— START OF Material for this task —
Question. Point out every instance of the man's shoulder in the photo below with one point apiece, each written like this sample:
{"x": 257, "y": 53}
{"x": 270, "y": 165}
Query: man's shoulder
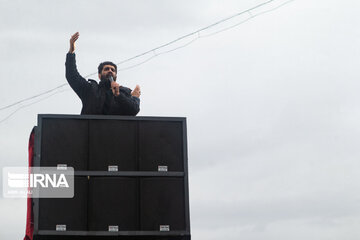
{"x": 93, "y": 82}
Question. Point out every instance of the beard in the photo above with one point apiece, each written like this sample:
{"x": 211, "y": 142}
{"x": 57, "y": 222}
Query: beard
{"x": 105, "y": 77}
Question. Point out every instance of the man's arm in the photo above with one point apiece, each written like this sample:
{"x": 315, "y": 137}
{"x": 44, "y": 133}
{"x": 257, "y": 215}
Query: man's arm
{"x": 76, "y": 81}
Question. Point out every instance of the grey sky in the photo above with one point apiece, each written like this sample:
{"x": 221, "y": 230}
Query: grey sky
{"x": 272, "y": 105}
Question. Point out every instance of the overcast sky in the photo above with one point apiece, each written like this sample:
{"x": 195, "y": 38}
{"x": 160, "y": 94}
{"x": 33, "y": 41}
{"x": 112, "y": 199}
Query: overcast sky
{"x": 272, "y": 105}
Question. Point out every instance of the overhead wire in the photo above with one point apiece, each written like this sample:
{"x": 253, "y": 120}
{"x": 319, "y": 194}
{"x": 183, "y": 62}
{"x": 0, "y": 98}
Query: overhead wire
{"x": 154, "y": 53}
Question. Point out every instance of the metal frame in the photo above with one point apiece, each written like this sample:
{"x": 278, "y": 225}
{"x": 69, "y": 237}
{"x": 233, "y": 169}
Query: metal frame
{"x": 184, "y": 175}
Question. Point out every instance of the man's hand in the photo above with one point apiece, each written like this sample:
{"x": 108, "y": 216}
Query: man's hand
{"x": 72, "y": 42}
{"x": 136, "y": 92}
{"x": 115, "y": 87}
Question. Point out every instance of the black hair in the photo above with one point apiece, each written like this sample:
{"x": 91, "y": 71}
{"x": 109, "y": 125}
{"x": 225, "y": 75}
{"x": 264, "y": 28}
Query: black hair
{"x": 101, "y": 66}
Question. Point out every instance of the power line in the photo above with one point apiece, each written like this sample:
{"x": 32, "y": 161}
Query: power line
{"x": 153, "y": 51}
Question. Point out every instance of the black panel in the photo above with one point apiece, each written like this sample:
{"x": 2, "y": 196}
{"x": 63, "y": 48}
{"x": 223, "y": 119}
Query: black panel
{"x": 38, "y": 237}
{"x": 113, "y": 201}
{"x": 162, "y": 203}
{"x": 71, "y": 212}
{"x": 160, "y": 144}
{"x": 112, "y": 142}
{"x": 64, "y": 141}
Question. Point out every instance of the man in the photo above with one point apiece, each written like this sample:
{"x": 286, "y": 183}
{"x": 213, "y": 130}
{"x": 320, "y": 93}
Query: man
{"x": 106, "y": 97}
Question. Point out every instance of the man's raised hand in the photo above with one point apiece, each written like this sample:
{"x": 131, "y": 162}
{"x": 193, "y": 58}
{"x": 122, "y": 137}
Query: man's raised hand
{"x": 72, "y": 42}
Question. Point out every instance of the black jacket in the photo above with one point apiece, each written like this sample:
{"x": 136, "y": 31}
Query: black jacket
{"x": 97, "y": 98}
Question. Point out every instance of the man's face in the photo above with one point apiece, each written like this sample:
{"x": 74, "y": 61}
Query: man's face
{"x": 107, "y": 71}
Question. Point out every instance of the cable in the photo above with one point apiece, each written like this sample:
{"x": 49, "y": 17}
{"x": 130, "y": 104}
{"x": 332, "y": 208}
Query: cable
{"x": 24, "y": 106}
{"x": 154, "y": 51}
— END OF Material for this task —
Pictures are to be left out; the records above must be repeated word for word.

Question. Point out every instance of the man's shoulder in the photo below with one point apiece, each written like this sample:
{"x": 257, "y": 53}
{"x": 270, "y": 165}
Query: man's shoulder
{"x": 93, "y": 82}
Question. Point out every instance of the beard in the photo above with one point apiece, each written like this sample:
{"x": 211, "y": 142}
{"x": 57, "y": 222}
Query: beard
{"x": 105, "y": 77}
Question. Point out every instance of the man's arm in the photo above with one point apiece, each written like this sample:
{"x": 315, "y": 137}
{"x": 44, "y": 133}
{"x": 257, "y": 215}
Query: man's arm
{"x": 76, "y": 81}
Question. Point out every instance of the grey sky in the photo above with one point apiece, each written like this sample:
{"x": 221, "y": 230}
Query: grey sky
{"x": 272, "y": 105}
Question. Point out every instance of the overcast sky in the photo above with one point apiece, each written like this sample:
{"x": 195, "y": 38}
{"x": 160, "y": 94}
{"x": 33, "y": 41}
{"x": 112, "y": 199}
Query: overcast sky
{"x": 272, "y": 105}
Question. Point out every instance of the overhead wire in the photo above with one point apiece, each written like this sample:
{"x": 253, "y": 120}
{"x": 319, "y": 194}
{"x": 183, "y": 62}
{"x": 0, "y": 98}
Query: overhead wire
{"x": 154, "y": 53}
Question. Point out every instance of the metal frame in the photo above with one point apiece, each written like this sample:
{"x": 278, "y": 225}
{"x": 69, "y": 237}
{"x": 233, "y": 169}
Query: metal frame
{"x": 184, "y": 175}
Question. Point out every instance of the man's hand in the photo above with one point apiece, each written like this sample:
{"x": 108, "y": 216}
Query: man's hand
{"x": 72, "y": 42}
{"x": 136, "y": 92}
{"x": 115, "y": 87}
Question. Point out every instance of the black hair in the photo above with one point apiece, each written like this sample:
{"x": 91, "y": 71}
{"x": 109, "y": 125}
{"x": 225, "y": 75}
{"x": 264, "y": 28}
Query: black hair
{"x": 101, "y": 66}
Question. Point out every instance of the power line in the photo above with one point apiece, each written like this sample:
{"x": 32, "y": 161}
Query: power line
{"x": 153, "y": 51}
Question. Point out every instance of the black panel in the photo above with one point apiece, each written like this sample:
{"x": 2, "y": 196}
{"x": 63, "y": 48}
{"x": 223, "y": 119}
Query: black panel
{"x": 38, "y": 237}
{"x": 113, "y": 201}
{"x": 162, "y": 203}
{"x": 71, "y": 212}
{"x": 160, "y": 144}
{"x": 112, "y": 142}
{"x": 64, "y": 141}
Question. Point out every instance of the man in the photo above with one point apiece, each written like this sample:
{"x": 286, "y": 183}
{"x": 213, "y": 130}
{"x": 320, "y": 93}
Query: man
{"x": 106, "y": 97}
Question. Point out every instance of the man's raised hand in the photo above with one point apiece, each written like this sample:
{"x": 131, "y": 162}
{"x": 193, "y": 58}
{"x": 122, "y": 137}
Query: man's raised hand
{"x": 72, "y": 42}
Question. Point out every instance of the black jacket in the photo above with one point apiece, each written like this sample:
{"x": 136, "y": 31}
Query: black jacket
{"x": 97, "y": 98}
Question. Point out every instance of the man's face in the photo above with one point apiece, each written like this sample:
{"x": 74, "y": 61}
Query: man's face
{"x": 107, "y": 71}
Question. Point out every instance of the cable in the photo above with one point apiece, each written like this sample:
{"x": 49, "y": 17}
{"x": 130, "y": 104}
{"x": 332, "y": 208}
Query: cable
{"x": 24, "y": 106}
{"x": 154, "y": 51}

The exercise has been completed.